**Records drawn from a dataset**
------------------------------

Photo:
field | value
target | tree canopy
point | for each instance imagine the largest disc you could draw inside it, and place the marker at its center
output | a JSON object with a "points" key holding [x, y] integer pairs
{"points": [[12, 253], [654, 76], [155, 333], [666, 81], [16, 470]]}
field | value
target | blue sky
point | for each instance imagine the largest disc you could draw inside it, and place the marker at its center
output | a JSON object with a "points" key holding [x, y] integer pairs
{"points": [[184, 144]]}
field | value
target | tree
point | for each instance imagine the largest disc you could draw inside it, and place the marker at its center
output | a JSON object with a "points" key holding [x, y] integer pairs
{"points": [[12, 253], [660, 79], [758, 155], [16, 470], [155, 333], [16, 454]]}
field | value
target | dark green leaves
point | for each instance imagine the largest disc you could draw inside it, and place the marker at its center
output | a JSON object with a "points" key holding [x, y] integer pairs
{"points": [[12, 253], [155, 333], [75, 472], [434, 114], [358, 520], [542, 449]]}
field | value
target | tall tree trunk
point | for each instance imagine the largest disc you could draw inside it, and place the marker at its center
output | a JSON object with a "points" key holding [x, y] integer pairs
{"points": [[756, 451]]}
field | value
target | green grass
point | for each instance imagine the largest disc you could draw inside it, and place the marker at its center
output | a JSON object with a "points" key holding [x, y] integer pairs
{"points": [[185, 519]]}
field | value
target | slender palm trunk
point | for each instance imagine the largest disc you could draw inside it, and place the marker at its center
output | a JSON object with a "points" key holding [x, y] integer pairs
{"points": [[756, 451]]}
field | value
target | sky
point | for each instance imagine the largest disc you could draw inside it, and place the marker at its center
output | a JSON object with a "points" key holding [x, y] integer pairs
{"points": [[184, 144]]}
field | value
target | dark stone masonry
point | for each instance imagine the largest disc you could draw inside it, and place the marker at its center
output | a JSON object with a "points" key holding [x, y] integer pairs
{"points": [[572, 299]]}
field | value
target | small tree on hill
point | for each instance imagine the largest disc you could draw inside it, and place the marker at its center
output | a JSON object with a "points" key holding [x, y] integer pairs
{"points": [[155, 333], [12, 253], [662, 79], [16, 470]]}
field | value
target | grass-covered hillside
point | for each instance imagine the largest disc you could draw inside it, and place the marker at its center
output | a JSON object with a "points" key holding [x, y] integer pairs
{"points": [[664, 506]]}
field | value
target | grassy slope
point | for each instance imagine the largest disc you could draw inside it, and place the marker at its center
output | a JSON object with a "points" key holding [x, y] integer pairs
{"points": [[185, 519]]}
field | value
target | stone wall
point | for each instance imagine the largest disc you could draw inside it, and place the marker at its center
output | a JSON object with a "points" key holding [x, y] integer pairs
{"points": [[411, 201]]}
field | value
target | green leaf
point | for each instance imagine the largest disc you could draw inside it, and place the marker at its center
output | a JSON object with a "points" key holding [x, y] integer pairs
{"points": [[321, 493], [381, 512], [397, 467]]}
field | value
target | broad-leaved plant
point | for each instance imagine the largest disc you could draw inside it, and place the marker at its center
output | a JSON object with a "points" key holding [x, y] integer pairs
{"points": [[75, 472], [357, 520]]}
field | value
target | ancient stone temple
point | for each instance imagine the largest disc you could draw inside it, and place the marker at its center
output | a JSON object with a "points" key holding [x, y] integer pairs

------------------------------

**Assignment**
Whatever the entries above contain, reproduce all of them exactly.

**Task answer**
Photo:
field | value
target | tree canopy
point | for each instance imagine the largest disc you could draw inside it, and place the marker at its center
output | a JSON object with a "points" key holding [x, y] integer pairs
{"points": [[12, 253], [654, 76], [155, 333], [666, 81], [16, 470]]}
field | value
target | blue sky
point | for each instance imagine the largest disc you could draw inside it, and place the marker at its center
output | a JSON object with a "points" key holding [x, y] integer pairs
{"points": [[184, 144]]}
field | value
target | tree
point | for each instance imagine the largest disc you could draw inside it, and place the marker at its center
output | a JSON object with a "points" key holding [x, y] integer pairs
{"points": [[12, 253], [660, 79], [758, 155], [16, 470], [155, 333], [16, 454]]}
field | value
target | dark green leaves
point | for each instance imagine the largest disc you could draw inside it, and place the marker at its center
output | a JSON object with a "points" key holding [x, y] integer pairs
{"points": [[12, 253], [155, 333], [75, 472], [434, 114], [358, 520], [542, 449]]}
field | value
target | tall tree trunk
point | for each instance imagine the largest disc you could draw inside it, and place the marker at its center
output | a JSON object with a "points" key holding [x, y] integer pairs
{"points": [[756, 451]]}
field | value
target | green grass
point | for each instance imagine the largest disc you could draw inside it, and place the marker at its center
output | a JSON object with a "points" key holding [x, y] integer pairs
{"points": [[185, 519]]}
field | value
target | slender palm trunk
point | for each instance imagine the largest disc you could draw inside it, and place the marker at its center
output | a JSON object with a "points" key holding [x, y] integer pairs
{"points": [[756, 451]]}
field | value
target | sky
point | for each instance imagine the largest disc you could draw inside it, and place the marker at its center
output | a JSON object with a "points" key holding [x, y] integer pairs
{"points": [[184, 144]]}
field | value
target | dark stone masonry
point | for each instance imagine the largest disc you could draw inside it, and place the marker at its center
output | a JSON object with a "points" key holding [x, y] integer pairs
{"points": [[572, 299]]}
field | value
target | small tree on hill
point | for each instance imagine the largest disc you could draw inside it, and place the marker at its center
output | a JSON object with a "points" key holding [x, y] integer pairs
{"points": [[155, 333], [12, 253], [662, 79], [16, 470]]}
field | value
target | grass-covered hillside
point | for each instance imagine the largest disc you could draw inside it, and place the marker at its center
output | a JSON object with a "points" key holding [x, y] integer pairs
{"points": [[664, 506]]}
field | value
target | grassy slope
point | for each instance imagine the largest disc you could draw inside it, and place the marker at its center
output | a JSON object with a "points" key holding [x, y] integer pairs
{"points": [[185, 519]]}
field | value
target | stone wall
point | for each instance imagine the largest disc you could draw inside it, and place the marker at its center
output | a JSON object with a "points" key holding [x, y] integer pairs
{"points": [[411, 201]]}
field | value
target | green leaf
point | for each instance imagine the largest disc you could draw inside it, and place the marker at its center
output | a JSON object with a "points" key holding [x, y] integer pairs
{"points": [[321, 493], [381, 512], [397, 467]]}
field | value
target | broad-leaved plant
point | for each instance imagine the largest disc you could draw inside it, and place the marker at its center
output | a JSON object with a "points" key holding [x, y] integer pairs
{"points": [[75, 472], [357, 520]]}
field | value
target | ancient stone temple
point | for each instance imagine the largest disc you could draw inside it, and place the marker at its center
output | a JSON object with a "points" key holding [x, y] integer pairs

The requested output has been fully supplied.